* [DATASET EXCERPTS]

------------------------------

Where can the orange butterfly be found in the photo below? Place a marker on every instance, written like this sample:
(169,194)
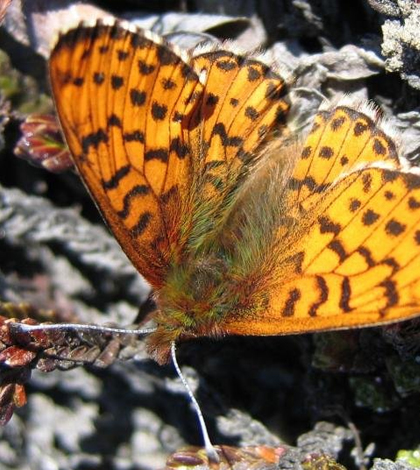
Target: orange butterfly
(236,236)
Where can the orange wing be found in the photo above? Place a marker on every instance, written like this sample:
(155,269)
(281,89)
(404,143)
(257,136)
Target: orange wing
(351,256)
(149,129)
(121,98)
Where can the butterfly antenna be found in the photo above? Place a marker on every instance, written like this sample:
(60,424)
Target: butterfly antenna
(25,328)
(210,450)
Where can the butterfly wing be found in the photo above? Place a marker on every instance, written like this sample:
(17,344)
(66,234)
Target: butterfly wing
(354,257)
(158,137)
(123,98)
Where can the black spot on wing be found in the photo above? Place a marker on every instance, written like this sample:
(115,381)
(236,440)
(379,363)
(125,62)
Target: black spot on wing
(289,307)
(94,139)
(141,225)
(138,190)
(345,295)
(323,296)
(113,182)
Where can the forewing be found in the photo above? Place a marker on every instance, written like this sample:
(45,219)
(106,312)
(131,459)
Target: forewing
(123,99)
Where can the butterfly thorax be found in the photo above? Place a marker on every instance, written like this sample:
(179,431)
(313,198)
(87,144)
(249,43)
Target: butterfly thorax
(194,302)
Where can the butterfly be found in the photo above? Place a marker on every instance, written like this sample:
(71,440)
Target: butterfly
(239,227)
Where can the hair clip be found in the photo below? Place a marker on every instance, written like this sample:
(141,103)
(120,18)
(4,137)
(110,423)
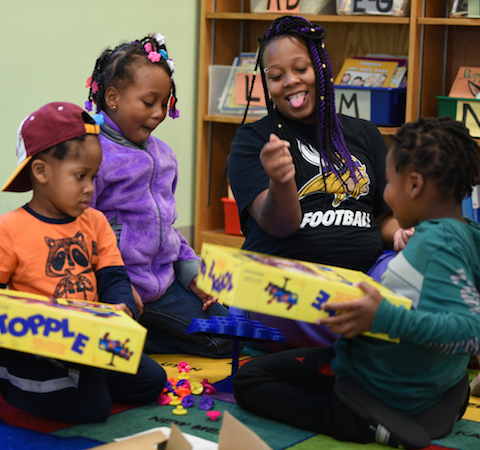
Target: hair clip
(98,118)
(160,39)
(171,113)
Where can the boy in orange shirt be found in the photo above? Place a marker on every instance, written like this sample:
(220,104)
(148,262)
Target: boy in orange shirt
(59,247)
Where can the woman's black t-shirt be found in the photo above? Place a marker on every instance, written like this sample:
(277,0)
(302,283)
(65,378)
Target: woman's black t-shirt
(338,228)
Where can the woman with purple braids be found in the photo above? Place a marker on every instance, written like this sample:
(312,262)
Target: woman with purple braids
(308,183)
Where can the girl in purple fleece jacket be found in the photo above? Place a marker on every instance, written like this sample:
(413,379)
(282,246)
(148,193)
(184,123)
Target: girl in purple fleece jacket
(132,87)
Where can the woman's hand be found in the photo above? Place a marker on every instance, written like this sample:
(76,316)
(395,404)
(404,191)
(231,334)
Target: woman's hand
(401,237)
(277,160)
(356,316)
(277,209)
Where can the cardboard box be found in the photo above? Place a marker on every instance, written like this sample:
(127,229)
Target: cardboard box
(78,331)
(382,106)
(282,287)
(234,435)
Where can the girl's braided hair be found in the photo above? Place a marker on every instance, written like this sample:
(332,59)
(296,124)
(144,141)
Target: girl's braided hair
(440,149)
(328,128)
(117,68)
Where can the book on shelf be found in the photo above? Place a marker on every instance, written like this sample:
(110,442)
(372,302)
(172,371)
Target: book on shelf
(391,8)
(237,87)
(306,6)
(399,76)
(366,72)
(467,83)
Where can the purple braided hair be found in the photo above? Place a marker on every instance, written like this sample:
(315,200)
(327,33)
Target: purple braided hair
(328,128)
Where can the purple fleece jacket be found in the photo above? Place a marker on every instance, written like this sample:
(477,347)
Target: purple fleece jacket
(135,189)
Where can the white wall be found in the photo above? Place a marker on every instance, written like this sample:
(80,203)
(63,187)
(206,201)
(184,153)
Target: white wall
(49,48)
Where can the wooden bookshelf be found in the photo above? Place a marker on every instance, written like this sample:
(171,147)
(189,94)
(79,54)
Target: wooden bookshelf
(435,44)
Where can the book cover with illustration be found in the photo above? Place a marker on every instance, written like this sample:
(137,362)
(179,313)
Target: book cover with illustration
(366,72)
(467,83)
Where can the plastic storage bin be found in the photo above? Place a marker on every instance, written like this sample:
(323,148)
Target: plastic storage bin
(232,220)
(382,106)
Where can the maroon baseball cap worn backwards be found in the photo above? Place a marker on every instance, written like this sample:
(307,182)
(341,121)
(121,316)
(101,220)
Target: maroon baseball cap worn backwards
(49,126)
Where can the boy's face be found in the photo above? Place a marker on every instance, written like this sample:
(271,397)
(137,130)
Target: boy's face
(143,105)
(397,194)
(69,182)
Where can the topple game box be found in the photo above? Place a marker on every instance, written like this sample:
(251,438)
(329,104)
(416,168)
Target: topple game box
(79,331)
(282,287)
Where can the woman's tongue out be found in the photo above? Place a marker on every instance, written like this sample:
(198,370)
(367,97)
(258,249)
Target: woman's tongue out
(297,100)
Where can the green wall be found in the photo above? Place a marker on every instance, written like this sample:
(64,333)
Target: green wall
(49,48)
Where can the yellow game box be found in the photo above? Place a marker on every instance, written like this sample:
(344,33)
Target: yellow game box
(79,331)
(282,287)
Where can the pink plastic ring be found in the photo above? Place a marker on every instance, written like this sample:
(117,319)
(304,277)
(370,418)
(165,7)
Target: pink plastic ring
(183,366)
(213,415)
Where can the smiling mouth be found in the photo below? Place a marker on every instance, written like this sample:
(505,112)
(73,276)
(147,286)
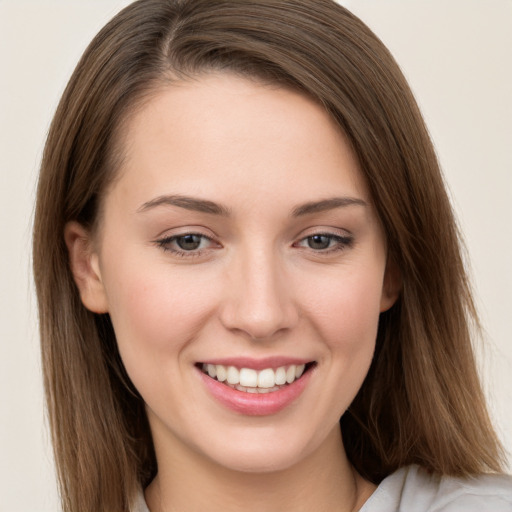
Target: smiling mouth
(249,380)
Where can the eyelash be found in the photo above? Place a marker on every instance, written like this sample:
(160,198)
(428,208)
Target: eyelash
(341,243)
(165,245)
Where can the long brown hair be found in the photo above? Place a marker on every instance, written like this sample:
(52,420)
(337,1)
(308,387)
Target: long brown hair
(421,401)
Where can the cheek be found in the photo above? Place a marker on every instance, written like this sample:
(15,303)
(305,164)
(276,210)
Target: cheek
(347,311)
(155,313)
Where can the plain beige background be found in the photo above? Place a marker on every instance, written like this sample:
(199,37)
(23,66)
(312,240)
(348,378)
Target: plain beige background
(457,55)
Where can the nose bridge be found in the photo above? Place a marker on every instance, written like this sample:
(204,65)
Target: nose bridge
(259,302)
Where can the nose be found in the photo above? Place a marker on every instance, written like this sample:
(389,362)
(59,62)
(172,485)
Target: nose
(258,297)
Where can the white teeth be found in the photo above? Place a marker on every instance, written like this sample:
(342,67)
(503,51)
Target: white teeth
(253,381)
(280,376)
(222,374)
(267,378)
(248,377)
(290,374)
(233,375)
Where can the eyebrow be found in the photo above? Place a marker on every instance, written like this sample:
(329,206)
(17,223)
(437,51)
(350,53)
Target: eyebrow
(186,202)
(327,204)
(206,206)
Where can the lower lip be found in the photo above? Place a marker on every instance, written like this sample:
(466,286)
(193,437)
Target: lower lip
(255,404)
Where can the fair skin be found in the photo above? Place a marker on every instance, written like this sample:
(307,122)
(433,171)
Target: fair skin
(240,232)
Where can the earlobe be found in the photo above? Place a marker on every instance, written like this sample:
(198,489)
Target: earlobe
(391,287)
(85,268)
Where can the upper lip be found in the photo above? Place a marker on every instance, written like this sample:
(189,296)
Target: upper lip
(258,364)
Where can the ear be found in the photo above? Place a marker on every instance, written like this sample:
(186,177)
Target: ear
(85,268)
(391,286)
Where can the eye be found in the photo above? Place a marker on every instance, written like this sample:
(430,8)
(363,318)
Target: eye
(187,244)
(325,242)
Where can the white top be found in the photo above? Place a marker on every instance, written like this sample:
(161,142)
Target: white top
(411,489)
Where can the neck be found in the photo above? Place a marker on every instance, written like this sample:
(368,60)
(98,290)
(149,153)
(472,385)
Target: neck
(324,481)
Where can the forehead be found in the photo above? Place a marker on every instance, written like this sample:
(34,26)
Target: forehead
(229,136)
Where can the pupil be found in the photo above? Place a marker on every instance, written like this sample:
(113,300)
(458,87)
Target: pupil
(319,241)
(189,242)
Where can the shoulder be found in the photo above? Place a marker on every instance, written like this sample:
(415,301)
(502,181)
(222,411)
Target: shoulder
(412,489)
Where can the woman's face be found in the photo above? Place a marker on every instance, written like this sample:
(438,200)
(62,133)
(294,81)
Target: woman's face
(240,235)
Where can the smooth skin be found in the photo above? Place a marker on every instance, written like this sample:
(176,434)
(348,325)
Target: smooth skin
(239,225)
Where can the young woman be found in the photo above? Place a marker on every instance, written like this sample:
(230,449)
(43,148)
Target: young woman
(250,285)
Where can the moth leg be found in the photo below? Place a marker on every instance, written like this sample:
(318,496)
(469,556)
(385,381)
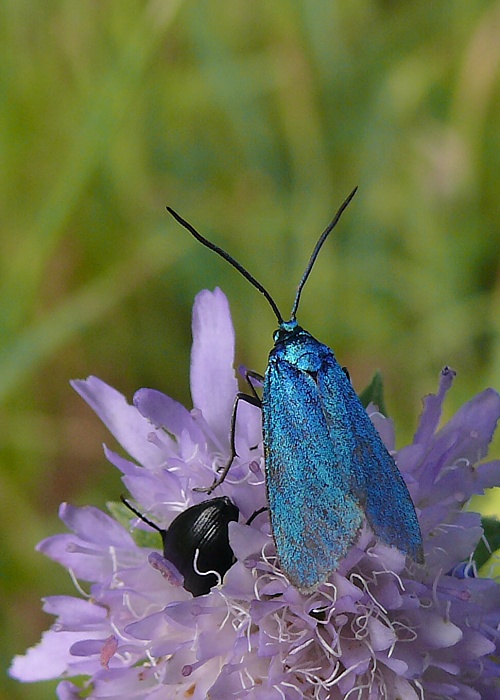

------------------------------

* [YOUR OBJECTIVE]
Copy, from the lines above, each one that holds "below".

* [EXPECTED OUTPUT]
Where can the orange butterfly be found in the photo below? Place a marker on every instance, written like this sample:
Where can the hair clip be found in the photo below? Place a marker on every instance, written like this sample:
Where can the smiling mouth be found in the photo below? Place a marker on every instance, written like this sample:
Where can the moth leg be found in the photo below? Place a marker on every instance, written like this sample:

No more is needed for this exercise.